(TEXT FOR ANALYSIS)

Interesting

10 Crusader Castles

10 examples of castles in the Eastern Mediterranean and Middle East, founded or occupied during the Crusades.

10 examples of castles in the Eastern Mediterranean and Middle East, founded or occupied during the Crusades.

1 – Krak des Chevaliers – Syria

Krak des Chevaliers  is a Crusader castle in Syria and one of the most important preserved medieval castles in the world. The site was first inhabited in the 11th century by a settlement of Kurdish troops garrisoned there by the Mirdasids; as a result it was known as Hisn al-Akrad, meaning the “Castle of the Kurds”. In 1142 it was given by Raymond II, Count of Tripoli, to the Knights Hospitaller. It remained in their possession until it fell in 1271. It became known as Crac de l’Ospital; the name Krak des Chevaliers was coined in the 19th century.

The Hospitallers began rebuilding the castle in the 1140s and were finished by 1170 when an earthquake damaged the castle. The order controlled a number of castles along the border of the County of Tripoli, a state founded after the First Crusade. Krak des Chevaliers was among the most important, and acted as a center of administration as well as a military base.

During the Syrian Civil War which began in 2011, UNESCO voiced concerns that the war might lead to the damage of important cultural sites such as Krak des Chevaliers. It has been reported that the castle was shelled in August 2012 by the Syrian Arab Army, and the Crusader chapel has been damaged. The castle was reported to have been damaged in July 2013 by an airstrike during the Siege of Homs, and once more on 18 August 2013 it was clearly damaged yet the amount of destruction is unknown. The Syrian Arab Army recaptured the castle and the village of al-Hosn from rebel forces on March 20, 2014, although the extent of damage from earlier mortar hits remained unclear.

(End TEXT FOR ANALYSIS)
(DATASET EXTRACT)

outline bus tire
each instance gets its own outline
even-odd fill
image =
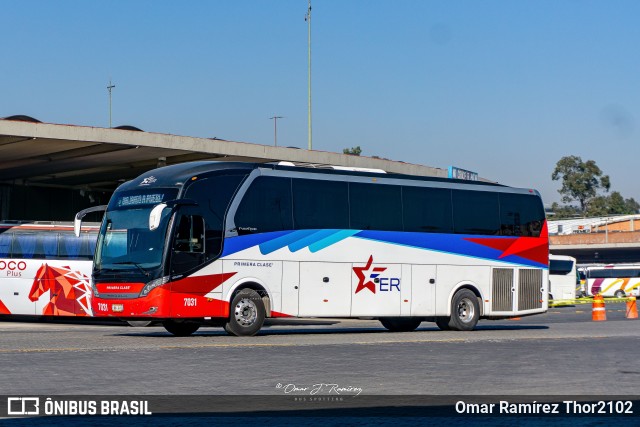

(End DATASET EXTRACT)

**PROBLEM 1:**
Duplicate the part of the Crusader castles text starting with "During the Syrian" and going on through "hits remained unclear.".
**PROBLEM 2:**
According to the Crusader castles text, who gave Krak des Chevaliers to the Knights Hospitaller in 1142?
**PROBLEM 3:**
Take the Crusader castles text further, picking up right after its last sentence.

**EXERCISE RESULT 1:**
During the Syrian Civil War which began in 2011, UNESCO voiced concerns that the war might lead to the damage of important cultural sites such as Krak des Chevaliers. It has been reported that the castle was shelled in August 2012 by the Syrian Arab Army, and the Crusader chapel has been damaged. The castle was reported to have been damaged in July 2013 by an airstrike during the Siege of Homs, and once more on 18 August 2013 it was clearly damaged yet the amount of destruction is unknown. The Syrian Arab Army recaptured the castle and the village of al-Hosn from rebel forces on March 20, 2014, although the extent of damage from earlier mortar hits remained unclear.

**EXERCISE RESULT 2:**
Raymond II, Count of Tripoli.

**EXERCISE RESULT 3:**
Krak des Chevaliers

Krak des Chevaliers

2 – Kerak Castle – Jordan

Kerak Castle is a large Crusader castle located in al-Karak, Jordan. It is one of the largest crusader castles in the Levant. Construction of the castle began in the 1140s, under Pagan and Fulk, King of Jerusalem. Pagan was also Lord of Oultrejordain and Kerak Castle became the centre of his power, replacing the weaker castle of Montreal to the south. Because of its position east of the Dead Sea, Kerak Castle was able to control bedouin herders as well as the trade routes from Damascus to Egypt and Mecca.

In 1176 Raynald of Châtillon gained possession of Kerak Castle after marrying Stephanie of Milly, the widow of Humphrey III of Toron (and daughter-in-law of Humphrey II of Toron). From Kerak Castle, Raynald harassed the trade camel trains and even attempted an attack on Mecca itself. In 1183 Saladin besieged the castle in response to Raynald’s attacks. The siege took place during the marriage of Humphrey IV of Toron and Isabella I of Jerusalem, and Saladin, after some negotiations and with a chivalrous intent, agreed not to target their chamber while his siege machines attacked the rest of the castle. After the Battle of Hattin in 1187, Saladin besieged Kerak Castle again and finally captured it in 1189.

Kerak Castle – Credit : Berthold Werner

Kerak Castle

3 – Montreal – Jordan

Montreal is a Crusader castle on the eastern side of the Arabah, perched on the side of a rocky, conical mountain, located in the modern town of Shoubak in Jordan. The castle was built in 1115 by Baldwin I of Jerusalem during his expedition to the area where he captured Aqaba on the Red Sea in 1116. Originally called ‘Krak de Montreal’ or ‘Mons Regalis’, it was named in honour of the king’s own contribution to its construction (Mont Royal). It was strategically located on a hill on the plain of Edom, along the pilgrimage and caravan routes from Syria to Arabia.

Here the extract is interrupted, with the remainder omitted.